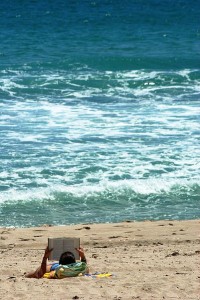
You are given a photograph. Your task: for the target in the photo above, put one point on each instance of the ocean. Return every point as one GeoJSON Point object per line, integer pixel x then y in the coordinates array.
{"type": "Point", "coordinates": [99, 111]}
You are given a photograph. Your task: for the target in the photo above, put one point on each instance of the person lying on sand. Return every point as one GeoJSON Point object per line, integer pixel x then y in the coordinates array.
{"type": "Point", "coordinates": [66, 259]}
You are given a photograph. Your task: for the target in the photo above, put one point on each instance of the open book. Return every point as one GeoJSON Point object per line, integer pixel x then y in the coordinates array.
{"type": "Point", "coordinates": [61, 245]}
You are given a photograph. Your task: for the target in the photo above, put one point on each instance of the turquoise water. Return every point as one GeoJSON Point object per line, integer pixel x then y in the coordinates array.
{"type": "Point", "coordinates": [99, 111]}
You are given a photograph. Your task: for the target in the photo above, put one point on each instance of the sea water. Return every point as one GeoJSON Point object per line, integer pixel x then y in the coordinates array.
{"type": "Point", "coordinates": [99, 111]}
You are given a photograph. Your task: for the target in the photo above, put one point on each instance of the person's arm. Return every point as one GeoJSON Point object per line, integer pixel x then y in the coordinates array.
{"type": "Point", "coordinates": [43, 267]}
{"type": "Point", "coordinates": [81, 254]}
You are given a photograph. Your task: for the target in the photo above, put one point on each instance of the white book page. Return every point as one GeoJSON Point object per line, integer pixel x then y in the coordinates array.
{"type": "Point", "coordinates": [61, 245]}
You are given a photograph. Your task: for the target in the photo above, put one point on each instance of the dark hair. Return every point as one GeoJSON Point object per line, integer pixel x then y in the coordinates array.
{"type": "Point", "coordinates": [67, 258]}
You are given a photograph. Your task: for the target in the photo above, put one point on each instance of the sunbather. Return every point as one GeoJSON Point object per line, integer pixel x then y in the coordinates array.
{"type": "Point", "coordinates": [66, 258]}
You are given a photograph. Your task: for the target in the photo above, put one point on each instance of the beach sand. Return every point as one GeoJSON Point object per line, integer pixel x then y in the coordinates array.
{"type": "Point", "coordinates": [148, 260]}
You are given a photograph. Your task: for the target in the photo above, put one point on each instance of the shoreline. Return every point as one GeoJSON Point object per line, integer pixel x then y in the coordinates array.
{"type": "Point", "coordinates": [148, 260]}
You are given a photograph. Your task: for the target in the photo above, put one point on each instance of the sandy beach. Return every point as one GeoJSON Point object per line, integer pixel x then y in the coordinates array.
{"type": "Point", "coordinates": [148, 260]}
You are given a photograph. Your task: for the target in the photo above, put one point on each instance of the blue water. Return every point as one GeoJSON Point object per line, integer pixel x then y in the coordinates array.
{"type": "Point", "coordinates": [99, 111]}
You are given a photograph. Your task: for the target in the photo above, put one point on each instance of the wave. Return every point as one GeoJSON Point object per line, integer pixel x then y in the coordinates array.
{"type": "Point", "coordinates": [113, 203]}
{"type": "Point", "coordinates": [88, 83]}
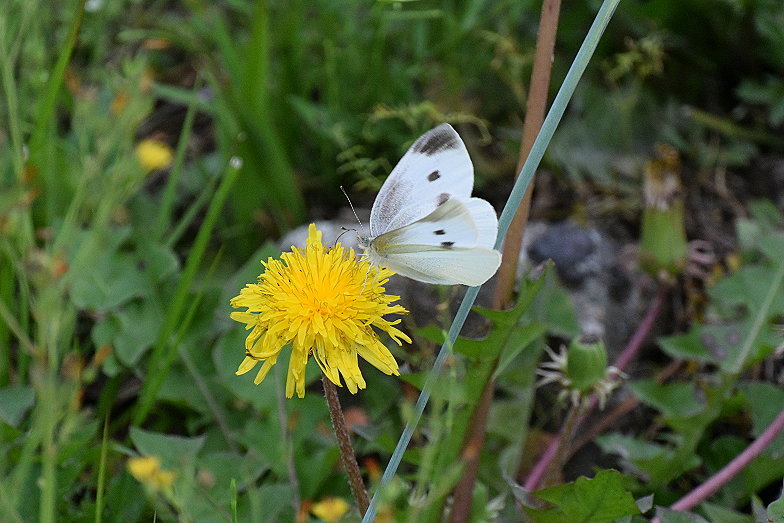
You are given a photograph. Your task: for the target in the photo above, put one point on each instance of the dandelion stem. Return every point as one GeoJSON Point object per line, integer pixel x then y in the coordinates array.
{"type": "Point", "coordinates": [733, 468]}
{"type": "Point", "coordinates": [344, 443]}
{"type": "Point", "coordinates": [627, 355]}
{"type": "Point", "coordinates": [553, 474]}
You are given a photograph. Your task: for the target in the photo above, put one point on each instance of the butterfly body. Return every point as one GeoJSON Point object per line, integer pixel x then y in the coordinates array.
{"type": "Point", "coordinates": [424, 223]}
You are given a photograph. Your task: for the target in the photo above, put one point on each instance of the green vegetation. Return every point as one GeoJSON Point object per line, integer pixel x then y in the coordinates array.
{"type": "Point", "coordinates": [151, 153]}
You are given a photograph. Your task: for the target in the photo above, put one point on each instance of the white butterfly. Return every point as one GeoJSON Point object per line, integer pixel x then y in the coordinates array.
{"type": "Point", "coordinates": [424, 223]}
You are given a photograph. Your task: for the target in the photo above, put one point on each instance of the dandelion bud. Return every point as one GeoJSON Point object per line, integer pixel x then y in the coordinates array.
{"type": "Point", "coordinates": [586, 363]}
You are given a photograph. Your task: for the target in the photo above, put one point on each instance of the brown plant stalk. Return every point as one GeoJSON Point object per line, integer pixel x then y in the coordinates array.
{"type": "Point", "coordinates": [347, 456]}
{"type": "Point", "coordinates": [536, 107]}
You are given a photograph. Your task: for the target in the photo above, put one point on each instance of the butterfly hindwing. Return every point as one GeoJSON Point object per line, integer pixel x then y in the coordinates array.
{"type": "Point", "coordinates": [453, 244]}
{"type": "Point", "coordinates": [435, 169]}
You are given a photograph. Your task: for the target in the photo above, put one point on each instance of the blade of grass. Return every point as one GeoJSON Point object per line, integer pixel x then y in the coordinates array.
{"type": "Point", "coordinates": [169, 192]}
{"type": "Point", "coordinates": [102, 471]}
{"type": "Point", "coordinates": [518, 191]}
{"type": "Point", "coordinates": [163, 352]}
{"type": "Point", "coordinates": [536, 107]}
{"type": "Point", "coordinates": [49, 98]}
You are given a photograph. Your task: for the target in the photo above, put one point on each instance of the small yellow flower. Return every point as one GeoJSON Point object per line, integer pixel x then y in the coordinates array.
{"type": "Point", "coordinates": [154, 154]}
{"type": "Point", "coordinates": [322, 302]}
{"type": "Point", "coordinates": [147, 470]}
{"type": "Point", "coordinates": [330, 509]}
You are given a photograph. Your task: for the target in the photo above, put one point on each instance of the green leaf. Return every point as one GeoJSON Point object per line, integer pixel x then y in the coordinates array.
{"type": "Point", "coordinates": [764, 412]}
{"type": "Point", "coordinates": [139, 323]}
{"type": "Point", "coordinates": [687, 346]}
{"type": "Point", "coordinates": [173, 451]}
{"type": "Point", "coordinates": [114, 279]}
{"type": "Point", "coordinates": [776, 509]}
{"type": "Point", "coordinates": [602, 498]}
{"type": "Point", "coordinates": [657, 463]}
{"type": "Point", "coordinates": [723, 514]}
{"type": "Point", "coordinates": [15, 400]}
{"type": "Point", "coordinates": [159, 261]}
{"type": "Point", "coordinates": [673, 399]}
{"type": "Point", "coordinates": [676, 516]}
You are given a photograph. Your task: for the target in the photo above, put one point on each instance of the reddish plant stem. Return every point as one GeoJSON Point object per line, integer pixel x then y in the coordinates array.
{"type": "Point", "coordinates": [627, 355]}
{"type": "Point", "coordinates": [731, 469]}
{"type": "Point", "coordinates": [536, 106]}
{"type": "Point", "coordinates": [620, 410]}
{"type": "Point", "coordinates": [347, 455]}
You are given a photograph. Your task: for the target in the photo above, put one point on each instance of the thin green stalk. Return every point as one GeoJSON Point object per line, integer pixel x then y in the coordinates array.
{"type": "Point", "coordinates": [518, 191]}
{"type": "Point", "coordinates": [163, 353]}
{"type": "Point", "coordinates": [102, 471]}
{"type": "Point", "coordinates": [48, 411]}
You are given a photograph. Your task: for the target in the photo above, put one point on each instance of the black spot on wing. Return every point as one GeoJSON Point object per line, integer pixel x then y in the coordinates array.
{"type": "Point", "coordinates": [435, 141]}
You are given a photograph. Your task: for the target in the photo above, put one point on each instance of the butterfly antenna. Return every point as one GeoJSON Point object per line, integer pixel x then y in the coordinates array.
{"type": "Point", "coordinates": [345, 230]}
{"type": "Point", "coordinates": [352, 209]}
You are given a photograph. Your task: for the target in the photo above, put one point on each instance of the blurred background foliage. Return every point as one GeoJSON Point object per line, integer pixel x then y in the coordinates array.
{"type": "Point", "coordinates": [116, 273]}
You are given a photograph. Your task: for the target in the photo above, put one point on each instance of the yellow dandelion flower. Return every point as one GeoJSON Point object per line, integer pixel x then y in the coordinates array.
{"type": "Point", "coordinates": [322, 302]}
{"type": "Point", "coordinates": [330, 509]}
{"type": "Point", "coordinates": [147, 470]}
{"type": "Point", "coordinates": [154, 154]}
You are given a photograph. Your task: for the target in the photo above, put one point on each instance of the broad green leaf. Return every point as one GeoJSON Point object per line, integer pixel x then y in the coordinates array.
{"type": "Point", "coordinates": [716, 512]}
{"type": "Point", "coordinates": [687, 346]}
{"type": "Point", "coordinates": [15, 400]}
{"type": "Point", "coordinates": [114, 279]}
{"type": "Point", "coordinates": [764, 412]}
{"type": "Point", "coordinates": [139, 324]}
{"type": "Point", "coordinates": [747, 287]}
{"type": "Point", "coordinates": [655, 462]}
{"type": "Point", "coordinates": [672, 399]}
{"type": "Point", "coordinates": [675, 516]}
{"type": "Point", "coordinates": [602, 498]}
{"type": "Point", "coordinates": [159, 261]}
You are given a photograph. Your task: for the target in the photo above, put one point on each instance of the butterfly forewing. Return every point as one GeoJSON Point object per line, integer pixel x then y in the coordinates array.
{"type": "Point", "coordinates": [435, 169]}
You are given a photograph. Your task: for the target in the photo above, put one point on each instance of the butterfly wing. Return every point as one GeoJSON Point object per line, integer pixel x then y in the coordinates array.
{"type": "Point", "coordinates": [451, 245]}
{"type": "Point", "coordinates": [434, 169]}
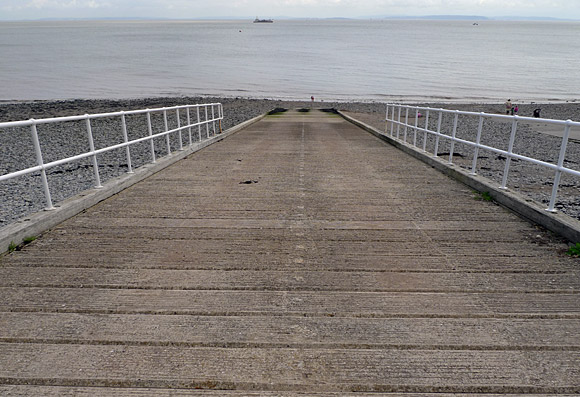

....

_Goal of the exercise_
Once the line containing "of the broad" is located, write out exactly that line and each one after it to the end of the records above, excluding pictures and nothing else.

_Written reply_
You are given a photograph. Your task: for the target in the photo above, put one point on each instance of the broad green leaf. Return every point as one GeoJSON Point object per line, integer pixel x then y in the coordinates array.
{"type": "Point", "coordinates": [716, 512]}
{"type": "Point", "coordinates": [687, 346]}
{"type": "Point", "coordinates": [15, 400]}
{"type": "Point", "coordinates": [114, 279]}
{"type": "Point", "coordinates": [764, 412]}
{"type": "Point", "coordinates": [139, 324]}
{"type": "Point", "coordinates": [747, 287]}
{"type": "Point", "coordinates": [655, 462]}
{"type": "Point", "coordinates": [672, 399]}
{"type": "Point", "coordinates": [675, 516]}
{"type": "Point", "coordinates": [602, 498]}
{"type": "Point", "coordinates": [159, 261]}
You are given a photograph. Your task: for the target in the photo above, put one point on each instance of the butterfly forewing. Return every point as one GeoJSON Point object per line, integer pixel x then y in the coordinates array.
{"type": "Point", "coordinates": [435, 169]}
You are given a photograph. Your task: for the target in the photo above, put one point on each instance of the butterfly wing. Return every point as one GeoJSON Point object per line, integer pixel x then y in the coordinates array.
{"type": "Point", "coordinates": [451, 245]}
{"type": "Point", "coordinates": [434, 169]}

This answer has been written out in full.